DATA ENTRIES =>

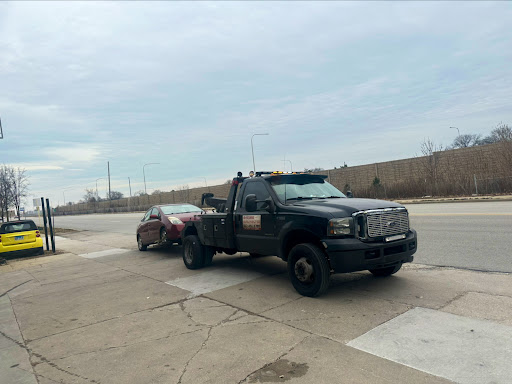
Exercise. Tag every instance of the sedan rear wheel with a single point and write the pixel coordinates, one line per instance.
(163, 237)
(141, 246)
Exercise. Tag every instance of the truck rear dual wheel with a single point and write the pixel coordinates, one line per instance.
(308, 269)
(195, 254)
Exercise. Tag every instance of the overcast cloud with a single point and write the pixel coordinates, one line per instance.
(186, 84)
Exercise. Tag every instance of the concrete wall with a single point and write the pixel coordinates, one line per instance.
(445, 173)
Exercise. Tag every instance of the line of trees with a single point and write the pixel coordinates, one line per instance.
(92, 197)
(13, 189)
(499, 134)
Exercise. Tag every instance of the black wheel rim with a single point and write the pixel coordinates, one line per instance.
(304, 271)
(188, 253)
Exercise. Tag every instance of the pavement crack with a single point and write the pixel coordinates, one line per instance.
(275, 360)
(195, 354)
(129, 345)
(457, 297)
(13, 288)
(24, 344)
(105, 320)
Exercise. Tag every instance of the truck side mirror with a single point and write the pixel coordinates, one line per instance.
(251, 203)
(270, 207)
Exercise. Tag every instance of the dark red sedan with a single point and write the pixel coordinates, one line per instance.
(162, 224)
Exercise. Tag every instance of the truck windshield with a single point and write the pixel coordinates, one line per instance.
(297, 189)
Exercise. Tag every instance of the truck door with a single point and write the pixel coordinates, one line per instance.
(255, 231)
(154, 226)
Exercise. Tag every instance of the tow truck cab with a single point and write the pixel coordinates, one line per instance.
(307, 222)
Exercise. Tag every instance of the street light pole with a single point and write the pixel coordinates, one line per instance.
(252, 148)
(144, 173)
(101, 178)
(456, 129)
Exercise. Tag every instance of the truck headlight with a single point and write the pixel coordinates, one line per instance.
(342, 226)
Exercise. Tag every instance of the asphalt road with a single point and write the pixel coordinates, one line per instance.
(472, 235)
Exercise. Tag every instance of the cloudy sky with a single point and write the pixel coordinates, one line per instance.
(186, 84)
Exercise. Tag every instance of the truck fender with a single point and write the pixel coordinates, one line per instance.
(292, 234)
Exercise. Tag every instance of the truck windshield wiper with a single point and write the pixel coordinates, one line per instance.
(300, 198)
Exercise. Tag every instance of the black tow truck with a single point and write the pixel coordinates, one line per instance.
(308, 223)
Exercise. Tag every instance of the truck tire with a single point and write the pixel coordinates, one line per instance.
(193, 252)
(208, 255)
(141, 245)
(388, 271)
(308, 269)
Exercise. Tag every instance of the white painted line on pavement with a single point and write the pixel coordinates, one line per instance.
(106, 252)
(213, 280)
(457, 348)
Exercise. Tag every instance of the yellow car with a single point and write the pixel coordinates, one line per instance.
(20, 237)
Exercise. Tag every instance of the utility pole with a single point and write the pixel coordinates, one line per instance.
(108, 167)
(284, 164)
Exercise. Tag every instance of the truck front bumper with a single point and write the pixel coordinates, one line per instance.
(350, 255)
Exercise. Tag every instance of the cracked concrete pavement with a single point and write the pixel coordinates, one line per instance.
(121, 318)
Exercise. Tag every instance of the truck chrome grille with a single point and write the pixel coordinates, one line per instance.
(387, 222)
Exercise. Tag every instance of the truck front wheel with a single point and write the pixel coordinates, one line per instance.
(193, 252)
(308, 269)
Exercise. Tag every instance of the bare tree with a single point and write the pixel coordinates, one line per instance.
(115, 195)
(19, 188)
(13, 189)
(183, 194)
(430, 164)
(90, 196)
(313, 170)
(5, 192)
(465, 141)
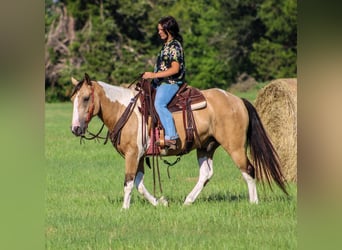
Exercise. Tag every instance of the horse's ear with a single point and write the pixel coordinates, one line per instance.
(87, 78)
(74, 81)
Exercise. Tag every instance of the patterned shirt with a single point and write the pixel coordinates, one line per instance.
(171, 51)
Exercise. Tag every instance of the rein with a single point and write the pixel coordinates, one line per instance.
(95, 136)
(90, 113)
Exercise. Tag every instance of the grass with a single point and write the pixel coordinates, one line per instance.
(84, 191)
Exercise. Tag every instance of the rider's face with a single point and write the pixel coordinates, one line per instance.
(163, 35)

THE REQUEST => Without the pictures, extract every entry verbatim.

CORRECT RESULT =>
Exercise. Tag every instance of the sedan rear wheel with a single point and write the pixel coordinates, one line per instance.
(163, 237)
(141, 246)
Exercise. Tag every instance of the truck rear dual wheel with a single point and write the pixel coordinates, one line per instance.
(308, 269)
(195, 254)
Exercise. Tag every instance of the overcast cloud with a single point and write the pixel coordinates, one line per instance.
(186, 84)
Exercise. Tag every instance of the concrete wall with a single point and write the pixel coordinates, one line per instance.
(445, 173)
Exercise. Tag every instance of the line of trees with a single point and write the pixel coordinates, one line per instance.
(92, 197)
(13, 189)
(499, 134)
Exercise. Tag every instance of the black wheel rim with a single point and write the pixel coordinates, one line per instance.
(304, 271)
(188, 253)
Exercise. Tag every instance of the pavement crack with a single point and write the pixel coordinates, one line per instance.
(275, 360)
(195, 354)
(129, 345)
(457, 297)
(13, 288)
(24, 344)
(105, 320)
Exercise. Tag every instance of the truck side mirror with a single point and write the pixel coordinates, one line per instance.
(251, 203)
(270, 207)
Exercise. Tag every instance of the dark red sedan with a single point and write the pixel coordinates, one line per instance.
(162, 224)
Exercise. Tag every instance of the truck windshield with a single point and write the pixel coordinates, one line per instance.
(297, 189)
Exercise. Tag every instance of the truck door with a single point and write the pixel coordinates, one line per instance.
(255, 231)
(154, 226)
Exercise. Tag every instance of the tow truck cab with a single point and write the pixel coordinates, one line per instance.
(307, 222)
Exercise. Tag every instance of the street light pole with a single point and write the pixel coordinates, one line per instance.
(252, 148)
(144, 173)
(101, 178)
(456, 129)
Exercise. Tag every instance of the truck headlight with a single point and write the pixel coordinates, one line per instance.
(342, 226)
Exercise. Tag every instance of the asphalt road with a single point and write the pixel coordinates, one line per instance.
(472, 235)
Exercise. Tag every instance of the cloudy sky with a single point and write the pixel coordinates, one line per instance.
(186, 84)
Exercise. Tag every instance of the truck fender with a single point and write the pixel coordinates, one line per instance.
(292, 234)
Exercise. Tag every instance of the truck windshield wiper with a single point and write the pixel coordinates, one line per instance.
(300, 198)
Exercise. Tag every instance of the black tow truck with a single point and write the pixel coordinates, one line per instance.
(308, 223)
Exercise. Tag every instance of the truck tire with a single point and write the pixel coordinates, one line per instance.
(193, 252)
(208, 255)
(141, 245)
(388, 271)
(308, 269)
Exercise. Tag every instance of the white painted line on pavement with a single point and write the pixel coordinates, one line per instance.
(106, 252)
(213, 280)
(457, 348)
Exercise. Tag every instance of the yellow car with a single point and write the pixel coordinates, one line per instance.
(20, 237)
Exercise. Tag every instance of the utility pole with a single point and write the pixel coordinates, one line per instance.
(108, 167)
(284, 164)
Exercise. Tag every instance of the truck front bumper with a single point and write the pixel coordinates, one line per instance.
(350, 255)
Exercise. Tag every instance of the cracked concrete pavement with a single point and write the pixel coordinates, one line per instance.
(121, 318)
Exercise. Tag every instance of the truck chrome grille with a single point and write the pixel coordinates, one line per instance.
(387, 222)
Exercise. Tag every instance of the truck front wheel with a single point and write the pixel coordinates, one line per instance.
(193, 252)
(308, 269)
Exercise. Tag every instance of the bare tree with a single point and write the pixel coordinates, one line per instance.
(115, 195)
(19, 188)
(13, 189)
(183, 194)
(430, 164)
(90, 196)
(313, 170)
(5, 192)
(465, 141)
Exercise. Tag every instance of the horse's ear with a single point and write the pixel coordinates, one line per instance.
(87, 78)
(74, 81)
Exercise. Tag every instance of the patterned shirt with a single point and write the pixel coordinates, one line per instance.
(171, 51)
Exercise. Tag every instance of the rein with a single point and write the pixel coordinates, one line per instance.
(95, 136)
(90, 113)
Exercise. Tag every instance of the grass with a single point and write the pixel coordinates, one line per instance.
(84, 191)
Exercise. Tag every instance of the rider's face with a single point and write the pixel coordinates, one line per instance.
(163, 35)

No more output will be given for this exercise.